---------- RECORDS PROVIDED ----------

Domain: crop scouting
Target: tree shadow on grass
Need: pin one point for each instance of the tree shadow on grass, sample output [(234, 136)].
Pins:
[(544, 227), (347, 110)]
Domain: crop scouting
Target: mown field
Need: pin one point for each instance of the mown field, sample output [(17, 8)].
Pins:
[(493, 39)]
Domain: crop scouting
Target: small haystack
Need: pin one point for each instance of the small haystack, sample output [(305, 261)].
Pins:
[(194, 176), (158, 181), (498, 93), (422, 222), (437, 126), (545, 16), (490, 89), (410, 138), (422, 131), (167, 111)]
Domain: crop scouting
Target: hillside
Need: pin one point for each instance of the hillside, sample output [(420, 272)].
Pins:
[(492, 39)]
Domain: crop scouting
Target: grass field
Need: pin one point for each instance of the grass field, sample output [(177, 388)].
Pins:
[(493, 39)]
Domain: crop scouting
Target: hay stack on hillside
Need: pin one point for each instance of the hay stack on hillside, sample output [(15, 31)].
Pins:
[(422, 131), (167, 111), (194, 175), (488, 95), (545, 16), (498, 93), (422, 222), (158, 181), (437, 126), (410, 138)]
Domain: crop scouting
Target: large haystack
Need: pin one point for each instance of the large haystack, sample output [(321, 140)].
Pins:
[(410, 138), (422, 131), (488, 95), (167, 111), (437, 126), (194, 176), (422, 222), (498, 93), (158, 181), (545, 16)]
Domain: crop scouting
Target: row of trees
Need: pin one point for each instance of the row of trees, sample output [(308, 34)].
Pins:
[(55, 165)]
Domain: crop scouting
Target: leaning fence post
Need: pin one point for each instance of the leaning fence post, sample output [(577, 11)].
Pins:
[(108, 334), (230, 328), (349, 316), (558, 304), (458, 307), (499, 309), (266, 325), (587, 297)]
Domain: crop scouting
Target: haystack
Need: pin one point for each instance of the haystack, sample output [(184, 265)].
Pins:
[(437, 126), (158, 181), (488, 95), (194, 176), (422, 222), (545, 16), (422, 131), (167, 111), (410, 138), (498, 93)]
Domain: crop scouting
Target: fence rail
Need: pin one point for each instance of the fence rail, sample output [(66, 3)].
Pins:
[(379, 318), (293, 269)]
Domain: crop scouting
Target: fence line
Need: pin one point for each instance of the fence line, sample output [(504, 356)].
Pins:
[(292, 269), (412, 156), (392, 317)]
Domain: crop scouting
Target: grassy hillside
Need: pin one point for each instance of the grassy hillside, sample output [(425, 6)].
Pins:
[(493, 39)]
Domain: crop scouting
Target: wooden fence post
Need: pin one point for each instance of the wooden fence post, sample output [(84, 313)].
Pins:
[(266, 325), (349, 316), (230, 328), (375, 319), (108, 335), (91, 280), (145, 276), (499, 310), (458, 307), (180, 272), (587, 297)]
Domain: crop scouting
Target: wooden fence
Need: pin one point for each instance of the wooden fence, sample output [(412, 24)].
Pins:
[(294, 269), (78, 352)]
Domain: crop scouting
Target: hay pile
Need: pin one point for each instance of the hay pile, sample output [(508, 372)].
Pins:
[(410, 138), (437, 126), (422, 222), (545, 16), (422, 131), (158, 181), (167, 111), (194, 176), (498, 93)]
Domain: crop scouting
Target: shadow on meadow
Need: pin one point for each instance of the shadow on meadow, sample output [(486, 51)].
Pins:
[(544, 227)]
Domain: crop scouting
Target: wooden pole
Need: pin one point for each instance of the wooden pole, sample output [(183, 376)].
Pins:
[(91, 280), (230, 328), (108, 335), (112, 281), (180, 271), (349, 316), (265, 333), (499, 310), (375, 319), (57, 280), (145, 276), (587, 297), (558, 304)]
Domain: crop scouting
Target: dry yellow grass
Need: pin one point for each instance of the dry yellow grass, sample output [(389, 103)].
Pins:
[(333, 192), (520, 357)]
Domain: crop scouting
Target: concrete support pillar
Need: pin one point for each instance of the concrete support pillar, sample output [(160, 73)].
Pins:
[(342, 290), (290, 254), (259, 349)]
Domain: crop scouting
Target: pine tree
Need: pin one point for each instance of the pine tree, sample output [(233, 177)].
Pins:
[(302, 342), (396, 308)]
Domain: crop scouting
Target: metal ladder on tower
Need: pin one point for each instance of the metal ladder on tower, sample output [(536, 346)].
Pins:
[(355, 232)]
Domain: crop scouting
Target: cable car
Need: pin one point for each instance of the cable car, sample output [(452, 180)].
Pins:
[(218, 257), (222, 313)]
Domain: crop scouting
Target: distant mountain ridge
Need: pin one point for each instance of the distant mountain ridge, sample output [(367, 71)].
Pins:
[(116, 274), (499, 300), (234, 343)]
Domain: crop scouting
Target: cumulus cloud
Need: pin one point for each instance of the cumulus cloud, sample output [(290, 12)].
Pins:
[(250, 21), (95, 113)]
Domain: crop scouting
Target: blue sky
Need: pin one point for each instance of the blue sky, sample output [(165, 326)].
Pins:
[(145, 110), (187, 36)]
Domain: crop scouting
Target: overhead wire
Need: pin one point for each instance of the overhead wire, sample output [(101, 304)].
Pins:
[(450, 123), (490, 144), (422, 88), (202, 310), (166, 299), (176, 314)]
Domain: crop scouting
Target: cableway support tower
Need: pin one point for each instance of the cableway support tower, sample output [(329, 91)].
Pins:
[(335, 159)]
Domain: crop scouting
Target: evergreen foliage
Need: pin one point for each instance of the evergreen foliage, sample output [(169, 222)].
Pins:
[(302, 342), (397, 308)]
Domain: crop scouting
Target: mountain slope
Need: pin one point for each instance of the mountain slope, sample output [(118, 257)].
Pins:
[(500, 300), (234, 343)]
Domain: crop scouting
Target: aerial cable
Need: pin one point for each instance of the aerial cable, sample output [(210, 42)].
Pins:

----------

- **INSTRUCTIONS FOR THE TASK**
Output only the number of lines above holding "post".

- **REPLY TO THE EXERCISE**
4